Check your understanding:
a. Rewrite the part of the aldicarb text starting at "The pesticide industry" and ending at "from these studies.", swapping "laboratory animals" for "test animals".
b. Answer these questions using the aldicarb text, one answer per line:
(i) What do the scientific tests conducted under government guidelines use almost exclusively?
(ii) Which agency do Sass and Needleman say human volunteer studies are foisted on?
(iii) Which company takes issue with the misrepresentation of the aldicarb database?
c. For each statement, say whether it agrees with the aldicarb text, and quote the words of the text that decide it:
(i) The pesticide industry is legally bound to give government regulators the studies they need.
(ii) Sass and Needleman cite the aldicarb human studies as an example supporting their position.
(iii) The scientific tests conducted under government guidelines use human volunteers almost exclusively.

Document excerpt:

^^^^^^^^^^^^^^^^

Printer Friendly

Aldicarb study misrepresented in human testing debate.

The pesticide industry is legally and ethically bound to provide government regulators with the studies needed to determine that our products do not cause "unreasonable adverse effects." The scientific tests we conduct under government guidelines use laboratory animals almost exclusively. In fact, human studies are not conducted until we have a good understanding of sale levels of human exposure based on animal testing. When appropriate, human studies are conducted to confirm the relevance of animal data and ultimately increase confidence in the overall safety assessment. When performed ethically and scientifically, there is no substitute for the knowledge gained from these studies.

In their letter, Sass and Needleman state that human volunteer studies conducted with pesticides are scientifically misleading and are foisted on the U.S. Environmental Protection Agency (EPA) in order to weaken regulatory standards. They cite the aldicarb human studies as one of the examples supporting their position. Bayer CropScience takes issue with their misrepresentation of the extensive aldicarb database.

^^^^^^^^^^^^^^^^

Stored data:
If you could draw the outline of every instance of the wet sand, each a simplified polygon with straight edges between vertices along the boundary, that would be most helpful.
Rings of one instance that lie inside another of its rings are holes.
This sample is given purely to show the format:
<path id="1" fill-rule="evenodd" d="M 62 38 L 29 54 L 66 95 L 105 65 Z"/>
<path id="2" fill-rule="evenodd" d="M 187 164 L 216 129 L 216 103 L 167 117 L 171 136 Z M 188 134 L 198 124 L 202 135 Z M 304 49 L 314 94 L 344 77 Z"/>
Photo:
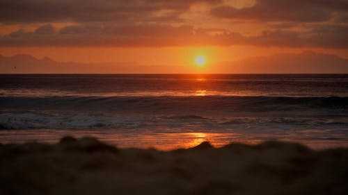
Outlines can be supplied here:
<path id="1" fill-rule="evenodd" d="M 345 194 L 348 149 L 209 142 L 118 149 L 92 137 L 0 145 L 0 194 Z"/>

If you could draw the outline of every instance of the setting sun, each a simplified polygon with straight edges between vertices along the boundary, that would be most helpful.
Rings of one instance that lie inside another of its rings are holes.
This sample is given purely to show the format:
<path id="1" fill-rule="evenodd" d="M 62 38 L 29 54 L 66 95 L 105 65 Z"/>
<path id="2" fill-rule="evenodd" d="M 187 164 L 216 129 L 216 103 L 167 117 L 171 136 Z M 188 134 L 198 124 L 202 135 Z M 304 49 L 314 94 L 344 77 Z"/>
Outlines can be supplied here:
<path id="1" fill-rule="evenodd" d="M 198 66 L 203 66 L 205 65 L 206 62 L 207 60 L 205 59 L 205 57 L 203 56 L 198 56 L 195 58 L 195 63 Z"/>

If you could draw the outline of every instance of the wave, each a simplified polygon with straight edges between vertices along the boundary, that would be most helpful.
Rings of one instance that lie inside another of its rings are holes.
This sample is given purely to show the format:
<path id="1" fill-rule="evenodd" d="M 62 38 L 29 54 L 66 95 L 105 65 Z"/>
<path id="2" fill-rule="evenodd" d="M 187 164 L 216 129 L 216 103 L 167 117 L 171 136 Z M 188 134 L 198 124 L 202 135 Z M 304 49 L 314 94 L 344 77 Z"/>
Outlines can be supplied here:
<path id="1" fill-rule="evenodd" d="M 276 111 L 308 109 L 346 110 L 348 97 L 287 96 L 51 96 L 0 97 L 0 107 L 22 110 L 134 111 Z M 191 114 L 190 114 L 191 115 Z"/>

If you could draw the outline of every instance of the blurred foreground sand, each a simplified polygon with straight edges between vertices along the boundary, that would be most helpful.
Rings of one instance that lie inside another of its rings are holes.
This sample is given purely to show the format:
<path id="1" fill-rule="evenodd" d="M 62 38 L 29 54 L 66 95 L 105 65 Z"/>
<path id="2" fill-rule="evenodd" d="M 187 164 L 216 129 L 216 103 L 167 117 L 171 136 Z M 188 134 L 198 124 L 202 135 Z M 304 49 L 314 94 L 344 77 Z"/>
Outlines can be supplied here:
<path id="1" fill-rule="evenodd" d="M 347 194 L 348 149 L 208 142 L 118 149 L 93 137 L 0 145 L 0 194 Z"/>

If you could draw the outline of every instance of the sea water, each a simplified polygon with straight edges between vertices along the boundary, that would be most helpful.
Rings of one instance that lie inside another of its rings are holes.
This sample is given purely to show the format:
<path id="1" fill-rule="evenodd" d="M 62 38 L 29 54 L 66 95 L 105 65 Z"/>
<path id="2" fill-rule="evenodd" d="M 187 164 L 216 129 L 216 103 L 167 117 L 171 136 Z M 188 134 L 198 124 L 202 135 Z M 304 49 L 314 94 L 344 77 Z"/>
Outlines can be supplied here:
<path id="1" fill-rule="evenodd" d="M 0 75 L 0 142 L 348 146 L 348 74 Z"/>

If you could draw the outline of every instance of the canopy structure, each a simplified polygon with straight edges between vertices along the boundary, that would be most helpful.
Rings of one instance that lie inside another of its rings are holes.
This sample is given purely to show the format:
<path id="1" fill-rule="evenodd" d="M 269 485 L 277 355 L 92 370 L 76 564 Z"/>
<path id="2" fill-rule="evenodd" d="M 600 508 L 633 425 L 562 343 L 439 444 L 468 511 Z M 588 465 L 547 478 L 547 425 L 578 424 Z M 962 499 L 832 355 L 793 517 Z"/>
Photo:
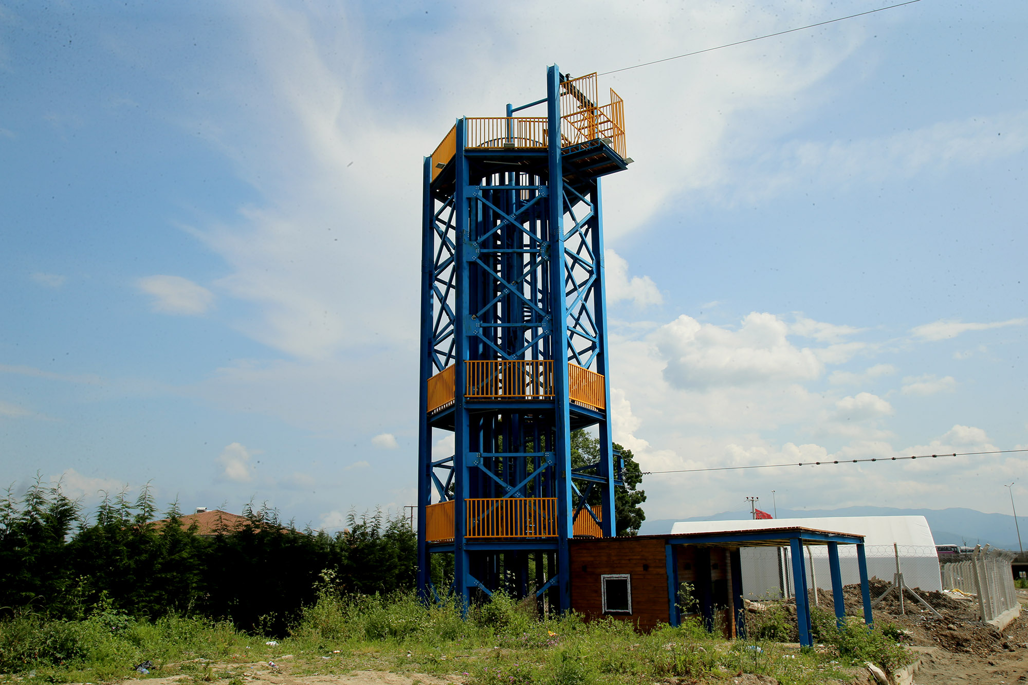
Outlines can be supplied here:
<path id="1" fill-rule="evenodd" d="M 872 577 L 891 579 L 898 563 L 907 582 L 924 590 L 943 587 L 939 556 L 931 529 L 924 516 L 838 516 L 811 518 L 772 518 L 760 520 L 690 520 L 678 521 L 672 534 L 698 534 L 732 529 L 735 531 L 767 531 L 782 527 L 829 529 L 864 536 L 868 573 Z M 806 543 L 805 543 L 806 544 Z M 823 547 L 809 547 L 805 552 L 812 561 L 812 577 L 821 589 L 832 589 L 830 563 Z M 840 549 L 840 571 L 843 584 L 859 582 L 856 551 Z M 745 597 L 758 600 L 796 593 L 796 576 L 791 569 L 791 552 L 745 547 L 741 550 L 742 584 Z"/>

^^^^^^^^^^^^^^^^

Task solutions:
a.
The pesticide industry is legally and ethically bound to provide government regulators with the studies needed to determine that our products do not cause "unreasonable adverse effects." The scientific tests we conduct under government guidelines use test animals almost exclusively. In fact, human studies are not conducted until we have a good understanding of sale levels of human exposure based on animal testing. When appropriate, human studies are conducted to confirm the relevance of animal data and ultimately increase confidence in the overall safety assessment. When performed ethically and scientifically, there is no substitute for the knowledge gained from these studies.

b.
(i) Laboratory animals
(ii) The U.S. Environmental Protection Agency (EPA)
(iii) Bayer CropScience

c.
(i) Yes: "legally and ethically bound to provide government regulators with the studies needed"
(ii) Yes: "They cite the aldicarb human studies as one of the examples supporting their position."
(iii) No: "use laboratory animals almost exclusively"